Consegna: Estrai dai dati tutte le righe in cui compare la parola "neck" e copiale per intero.
★ ★ ★
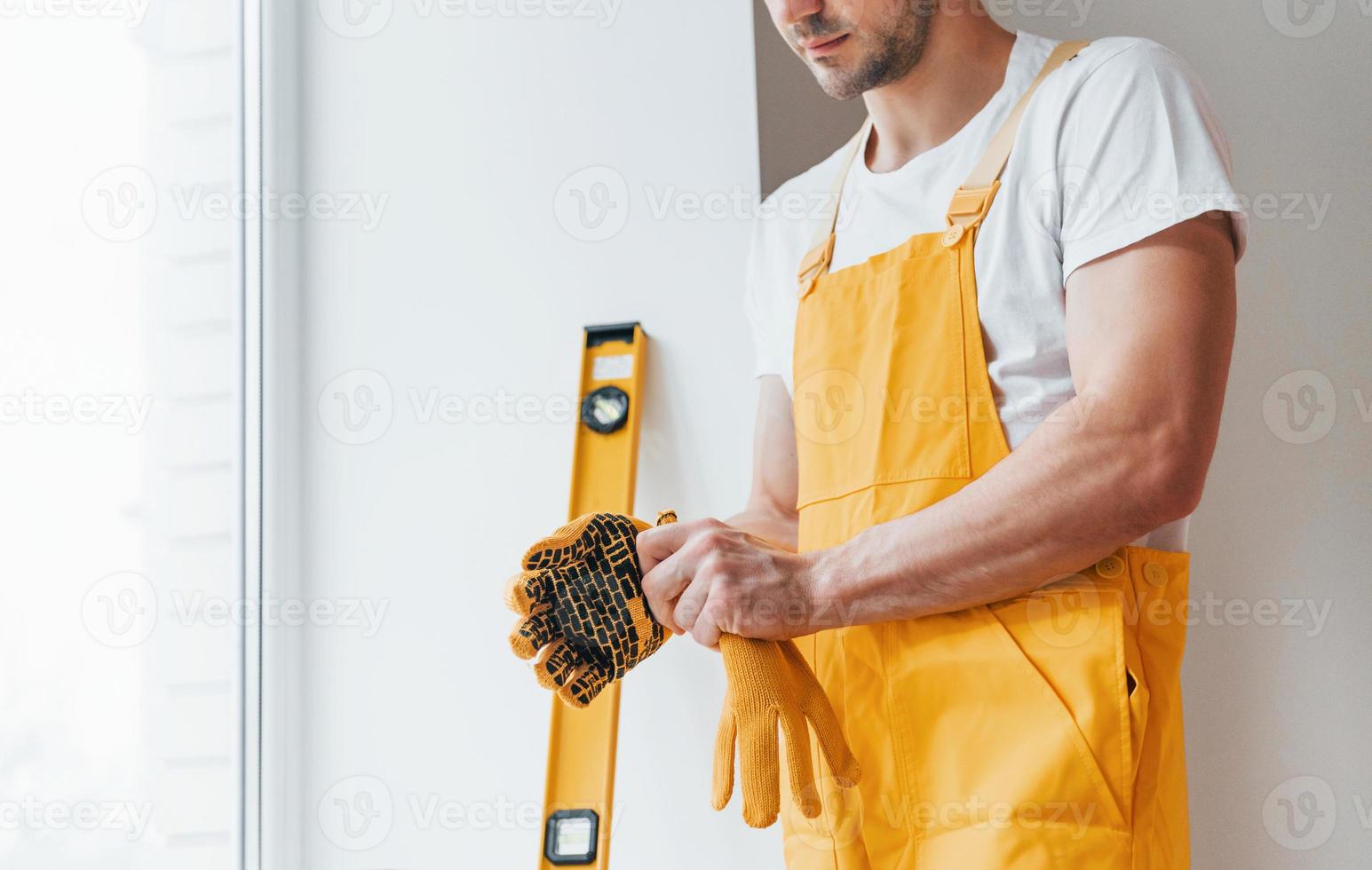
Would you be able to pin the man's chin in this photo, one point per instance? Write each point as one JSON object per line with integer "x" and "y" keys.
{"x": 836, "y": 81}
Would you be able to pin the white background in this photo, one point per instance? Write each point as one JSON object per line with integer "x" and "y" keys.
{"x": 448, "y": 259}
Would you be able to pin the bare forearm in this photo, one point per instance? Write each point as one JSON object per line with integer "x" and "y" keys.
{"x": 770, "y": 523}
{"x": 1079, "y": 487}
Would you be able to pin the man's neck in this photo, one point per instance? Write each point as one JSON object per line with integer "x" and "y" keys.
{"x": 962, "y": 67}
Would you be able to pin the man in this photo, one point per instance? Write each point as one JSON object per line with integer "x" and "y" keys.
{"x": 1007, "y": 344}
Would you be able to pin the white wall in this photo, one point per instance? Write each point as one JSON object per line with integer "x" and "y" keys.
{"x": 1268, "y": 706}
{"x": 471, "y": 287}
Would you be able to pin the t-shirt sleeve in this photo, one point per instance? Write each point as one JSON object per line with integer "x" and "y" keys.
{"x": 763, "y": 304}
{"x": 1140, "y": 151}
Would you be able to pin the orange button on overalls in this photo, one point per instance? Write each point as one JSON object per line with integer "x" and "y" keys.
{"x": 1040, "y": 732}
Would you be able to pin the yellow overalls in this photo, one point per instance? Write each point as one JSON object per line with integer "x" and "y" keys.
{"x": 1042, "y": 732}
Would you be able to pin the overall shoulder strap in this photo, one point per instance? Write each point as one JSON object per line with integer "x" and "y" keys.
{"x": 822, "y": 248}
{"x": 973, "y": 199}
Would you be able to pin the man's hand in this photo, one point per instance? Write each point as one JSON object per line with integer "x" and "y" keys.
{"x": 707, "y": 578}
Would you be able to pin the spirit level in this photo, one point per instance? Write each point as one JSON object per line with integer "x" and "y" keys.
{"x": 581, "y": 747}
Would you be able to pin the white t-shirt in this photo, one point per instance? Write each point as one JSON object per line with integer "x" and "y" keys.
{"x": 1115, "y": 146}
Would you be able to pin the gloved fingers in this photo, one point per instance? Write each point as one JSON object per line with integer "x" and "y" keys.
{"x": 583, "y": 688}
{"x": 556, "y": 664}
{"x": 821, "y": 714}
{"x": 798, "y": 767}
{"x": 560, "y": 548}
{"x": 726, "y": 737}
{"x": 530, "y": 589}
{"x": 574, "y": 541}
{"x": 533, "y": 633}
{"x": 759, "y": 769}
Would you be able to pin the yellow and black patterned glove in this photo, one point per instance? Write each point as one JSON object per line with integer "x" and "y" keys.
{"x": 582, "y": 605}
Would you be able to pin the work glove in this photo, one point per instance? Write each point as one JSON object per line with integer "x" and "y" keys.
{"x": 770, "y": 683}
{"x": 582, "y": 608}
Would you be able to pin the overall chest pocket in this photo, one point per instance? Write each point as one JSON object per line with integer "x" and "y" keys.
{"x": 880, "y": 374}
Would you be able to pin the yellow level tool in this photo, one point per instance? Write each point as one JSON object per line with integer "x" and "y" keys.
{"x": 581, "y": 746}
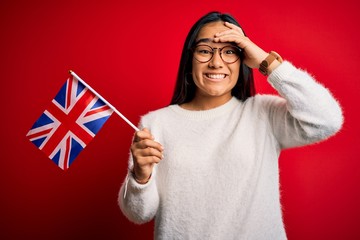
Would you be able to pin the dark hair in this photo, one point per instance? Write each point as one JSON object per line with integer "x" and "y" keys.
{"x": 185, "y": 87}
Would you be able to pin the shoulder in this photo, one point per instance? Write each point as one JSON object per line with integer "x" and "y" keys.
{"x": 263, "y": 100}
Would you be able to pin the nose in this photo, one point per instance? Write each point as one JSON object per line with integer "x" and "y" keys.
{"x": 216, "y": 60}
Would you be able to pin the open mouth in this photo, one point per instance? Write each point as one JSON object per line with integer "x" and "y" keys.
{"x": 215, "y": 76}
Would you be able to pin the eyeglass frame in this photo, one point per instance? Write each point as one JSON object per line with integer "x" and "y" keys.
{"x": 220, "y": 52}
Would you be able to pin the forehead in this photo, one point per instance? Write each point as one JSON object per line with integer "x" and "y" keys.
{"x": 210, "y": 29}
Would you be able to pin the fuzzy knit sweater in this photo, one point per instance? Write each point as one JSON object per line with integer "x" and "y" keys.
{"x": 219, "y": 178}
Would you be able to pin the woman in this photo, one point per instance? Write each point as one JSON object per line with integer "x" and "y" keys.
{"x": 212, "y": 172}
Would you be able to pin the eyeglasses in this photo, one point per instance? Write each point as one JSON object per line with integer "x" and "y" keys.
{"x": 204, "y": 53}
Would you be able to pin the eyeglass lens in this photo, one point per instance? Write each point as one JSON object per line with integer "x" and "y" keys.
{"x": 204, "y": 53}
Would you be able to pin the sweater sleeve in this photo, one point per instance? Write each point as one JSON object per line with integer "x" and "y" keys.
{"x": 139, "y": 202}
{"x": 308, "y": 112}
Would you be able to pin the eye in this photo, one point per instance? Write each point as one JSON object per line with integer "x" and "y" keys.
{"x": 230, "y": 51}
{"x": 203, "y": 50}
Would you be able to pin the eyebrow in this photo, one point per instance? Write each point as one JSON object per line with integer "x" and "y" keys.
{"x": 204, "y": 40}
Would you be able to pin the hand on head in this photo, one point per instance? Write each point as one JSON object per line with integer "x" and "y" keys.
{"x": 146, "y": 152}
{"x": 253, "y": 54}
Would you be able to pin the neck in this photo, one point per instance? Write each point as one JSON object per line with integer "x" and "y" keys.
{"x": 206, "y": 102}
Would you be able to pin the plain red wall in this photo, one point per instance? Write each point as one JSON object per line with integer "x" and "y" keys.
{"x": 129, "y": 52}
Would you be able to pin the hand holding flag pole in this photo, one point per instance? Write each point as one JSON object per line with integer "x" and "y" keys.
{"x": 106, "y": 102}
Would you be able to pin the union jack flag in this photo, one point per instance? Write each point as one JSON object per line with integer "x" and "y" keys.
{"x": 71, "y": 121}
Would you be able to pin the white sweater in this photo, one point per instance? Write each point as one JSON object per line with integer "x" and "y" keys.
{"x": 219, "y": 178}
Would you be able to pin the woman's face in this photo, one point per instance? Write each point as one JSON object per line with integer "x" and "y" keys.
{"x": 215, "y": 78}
★ ★ ★
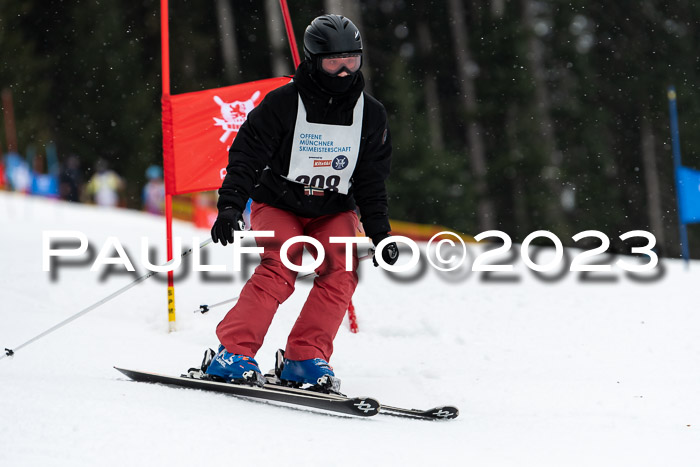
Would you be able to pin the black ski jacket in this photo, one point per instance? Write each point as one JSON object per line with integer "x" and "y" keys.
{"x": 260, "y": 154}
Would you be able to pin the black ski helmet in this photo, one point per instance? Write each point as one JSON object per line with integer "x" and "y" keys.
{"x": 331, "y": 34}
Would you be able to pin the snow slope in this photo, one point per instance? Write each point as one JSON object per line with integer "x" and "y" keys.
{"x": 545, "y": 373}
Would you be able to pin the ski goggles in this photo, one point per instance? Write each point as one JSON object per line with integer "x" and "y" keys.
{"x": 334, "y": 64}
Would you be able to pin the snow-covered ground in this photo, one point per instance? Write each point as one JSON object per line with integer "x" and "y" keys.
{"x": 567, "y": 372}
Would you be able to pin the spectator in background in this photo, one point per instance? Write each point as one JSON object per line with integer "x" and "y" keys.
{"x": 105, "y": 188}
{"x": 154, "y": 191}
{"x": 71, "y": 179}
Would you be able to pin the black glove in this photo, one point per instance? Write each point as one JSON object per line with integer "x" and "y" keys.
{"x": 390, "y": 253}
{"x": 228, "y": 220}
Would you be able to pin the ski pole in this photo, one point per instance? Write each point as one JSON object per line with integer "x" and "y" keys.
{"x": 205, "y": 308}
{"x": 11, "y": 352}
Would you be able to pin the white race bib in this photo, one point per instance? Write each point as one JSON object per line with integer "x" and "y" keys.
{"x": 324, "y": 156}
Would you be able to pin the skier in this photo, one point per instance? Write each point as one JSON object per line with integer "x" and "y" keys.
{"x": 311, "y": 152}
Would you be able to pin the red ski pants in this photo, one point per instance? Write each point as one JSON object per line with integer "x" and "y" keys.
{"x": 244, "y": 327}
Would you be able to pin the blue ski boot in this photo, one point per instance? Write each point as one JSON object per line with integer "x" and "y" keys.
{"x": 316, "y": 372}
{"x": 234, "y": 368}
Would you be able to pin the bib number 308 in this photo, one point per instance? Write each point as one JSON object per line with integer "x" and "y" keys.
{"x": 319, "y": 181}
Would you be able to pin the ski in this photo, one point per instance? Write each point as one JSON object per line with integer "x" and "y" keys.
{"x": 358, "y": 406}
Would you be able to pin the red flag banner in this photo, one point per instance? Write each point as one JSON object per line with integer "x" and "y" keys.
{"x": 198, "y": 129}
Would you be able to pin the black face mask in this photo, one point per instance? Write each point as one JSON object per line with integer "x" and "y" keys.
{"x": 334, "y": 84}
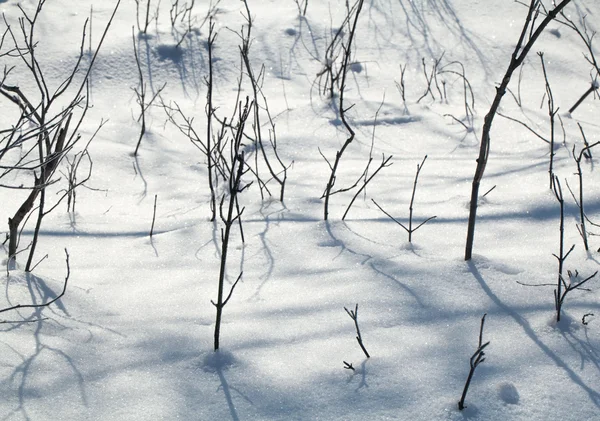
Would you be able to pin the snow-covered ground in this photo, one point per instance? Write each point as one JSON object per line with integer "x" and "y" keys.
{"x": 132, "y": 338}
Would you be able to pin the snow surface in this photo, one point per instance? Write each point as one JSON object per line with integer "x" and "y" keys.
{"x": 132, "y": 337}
★ ★ ★
Risultato atteso:
Would you be able to pin the man's neck in this photo, one point per instance? Write each point as one JSON object per line with integer "x" and "y" keys.
Would you be able to pin the neck in this photo, one point per instance? Write each point as one JSON object per line with integer "x" and "y" keys.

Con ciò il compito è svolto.